What the task requires:
Reproduce each line of the listing exactly.

Data supplied:

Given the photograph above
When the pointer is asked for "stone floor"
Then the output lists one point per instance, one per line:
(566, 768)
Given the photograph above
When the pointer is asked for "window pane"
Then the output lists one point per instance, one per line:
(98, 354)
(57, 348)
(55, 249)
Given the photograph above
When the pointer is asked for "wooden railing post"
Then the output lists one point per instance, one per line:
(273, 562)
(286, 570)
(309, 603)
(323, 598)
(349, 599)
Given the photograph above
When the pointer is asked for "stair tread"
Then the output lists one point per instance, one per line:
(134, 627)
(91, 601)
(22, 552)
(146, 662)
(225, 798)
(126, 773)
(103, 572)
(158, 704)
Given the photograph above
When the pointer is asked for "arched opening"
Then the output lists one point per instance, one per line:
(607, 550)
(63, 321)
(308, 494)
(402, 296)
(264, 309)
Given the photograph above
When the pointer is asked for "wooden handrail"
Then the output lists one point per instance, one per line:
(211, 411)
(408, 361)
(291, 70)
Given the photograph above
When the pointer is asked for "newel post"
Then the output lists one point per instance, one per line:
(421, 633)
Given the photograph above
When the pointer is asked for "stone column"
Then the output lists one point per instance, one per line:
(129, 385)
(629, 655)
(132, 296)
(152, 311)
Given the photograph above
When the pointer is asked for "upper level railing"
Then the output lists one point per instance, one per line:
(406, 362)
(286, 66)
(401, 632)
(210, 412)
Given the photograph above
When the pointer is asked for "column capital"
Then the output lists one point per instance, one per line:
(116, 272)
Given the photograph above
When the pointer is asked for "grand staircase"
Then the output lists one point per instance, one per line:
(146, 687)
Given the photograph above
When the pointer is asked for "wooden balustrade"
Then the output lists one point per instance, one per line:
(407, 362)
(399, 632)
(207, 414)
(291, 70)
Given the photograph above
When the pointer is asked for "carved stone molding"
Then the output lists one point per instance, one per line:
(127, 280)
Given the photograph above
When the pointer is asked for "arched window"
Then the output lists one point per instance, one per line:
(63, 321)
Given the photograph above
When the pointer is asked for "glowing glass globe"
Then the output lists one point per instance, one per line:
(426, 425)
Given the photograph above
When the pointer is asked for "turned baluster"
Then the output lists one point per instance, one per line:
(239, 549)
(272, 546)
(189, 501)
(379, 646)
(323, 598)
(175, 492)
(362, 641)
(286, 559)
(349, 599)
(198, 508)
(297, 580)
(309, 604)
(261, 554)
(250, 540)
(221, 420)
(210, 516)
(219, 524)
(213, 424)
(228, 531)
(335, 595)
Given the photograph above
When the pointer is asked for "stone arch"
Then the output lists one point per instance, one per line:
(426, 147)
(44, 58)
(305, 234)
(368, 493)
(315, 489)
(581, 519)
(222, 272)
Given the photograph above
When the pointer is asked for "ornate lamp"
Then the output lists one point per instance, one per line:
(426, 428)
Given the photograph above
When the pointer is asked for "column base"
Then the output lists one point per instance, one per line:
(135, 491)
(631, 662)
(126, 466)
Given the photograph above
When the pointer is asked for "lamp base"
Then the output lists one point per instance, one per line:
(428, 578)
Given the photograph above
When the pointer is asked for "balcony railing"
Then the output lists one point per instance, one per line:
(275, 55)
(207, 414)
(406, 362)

Written solution:
Given the photograph above
When the pointer is asked for "stone floor"
Then the output lists one point per instance, one per line:
(566, 768)
Given the photograph above
When the pointer is asked for "window pane"
Then the output lists one point per instance, one per line:
(98, 354)
(57, 348)
(55, 249)
Given the photograph above
When the pointer is asked for "wooden railing post"
Then the output lists one point per instance, one per line:
(273, 562)
(286, 570)
(309, 603)
(323, 598)
(349, 599)
Given the photograph above
When the pointer is asked for "stair tread"
Then the output lists one point per instance, one per line:
(134, 627)
(91, 601)
(22, 552)
(146, 662)
(225, 798)
(126, 773)
(103, 572)
(158, 704)
Given the photograph above
When the pointer is asked for "arched opening"
Then the output lists one point per instance, one per line:
(607, 550)
(63, 321)
(308, 494)
(402, 296)
(264, 309)
Given the photograph above
When the pointer is asked for "wooden handrail"
Then the output lists one point per instance, one per line:
(211, 411)
(408, 361)
(291, 70)
Given the photograph above
When the pointer is asked for "newel post"
Then the output lists one point per instance, one per line:
(421, 633)
Given the photograph above
When the pointer is asked for "stone column"
Then the output lists one point per instance, one per line:
(129, 385)
(629, 655)
(132, 296)
(152, 311)
Given the photograph above
When the pointer is asked for "upper level railing"
Then the output lists one point per instance, one per line:
(406, 362)
(286, 66)
(401, 632)
(210, 412)
Given the photograph above
When the pointer is asked for "column capital"
Then the output lists one point per instance, one per line:
(116, 272)
Given the photograph above
When the pointer is asked for "grand staircase"
Then the output lists one point per instance, one per line:
(146, 687)
Given the photograph above
When the pointer is asked for "wooden balustrade"
Then the output lists one point per instance, one per line:
(407, 362)
(399, 632)
(207, 414)
(291, 70)
Given the photograph above
When the pointer is asked for "carved stone molding"
Then the output lists one point per instance, one per line:
(127, 280)
Given the photograph above
When the pointer is asked for "arched window"
Then the output lists one point per instance, one per line:
(63, 321)
Given the photograph above
When the pointer is asked for "glowing glass globe"
Then the output lists one point per instance, one per line:
(426, 425)
Given the photograph above
When the pointer is asked for "turned baluster"
Then the output lists one point per instance, one per line:
(239, 549)
(272, 546)
(189, 501)
(379, 646)
(323, 598)
(175, 492)
(362, 641)
(286, 559)
(349, 599)
(198, 508)
(297, 580)
(309, 604)
(261, 554)
(250, 540)
(221, 420)
(210, 516)
(219, 524)
(213, 424)
(228, 531)
(335, 595)
Given the photograph above
When the pointer is asked for "stone arch"
Then the output lists one point per instance, one per line:
(426, 147)
(44, 58)
(305, 234)
(368, 493)
(315, 489)
(581, 519)
(222, 272)
Given the photograph above
When the pointer is asked for "ornate lamp"
Then the output lists one point per instance, one per line:
(426, 428)
Given the photograph above
When the pointer is asked for "column base"
Then the output lists one point per instance, one per line:
(135, 491)
(631, 662)
(126, 466)
Given the photograph above
When the pointer is asked for "lamp base"
Then the output lists one point per instance, one per line:
(428, 578)
Given the photograph above
When the pointer is asked for "balcony railing"
Then the output lists one point per instance, one per line:
(275, 55)
(207, 414)
(406, 362)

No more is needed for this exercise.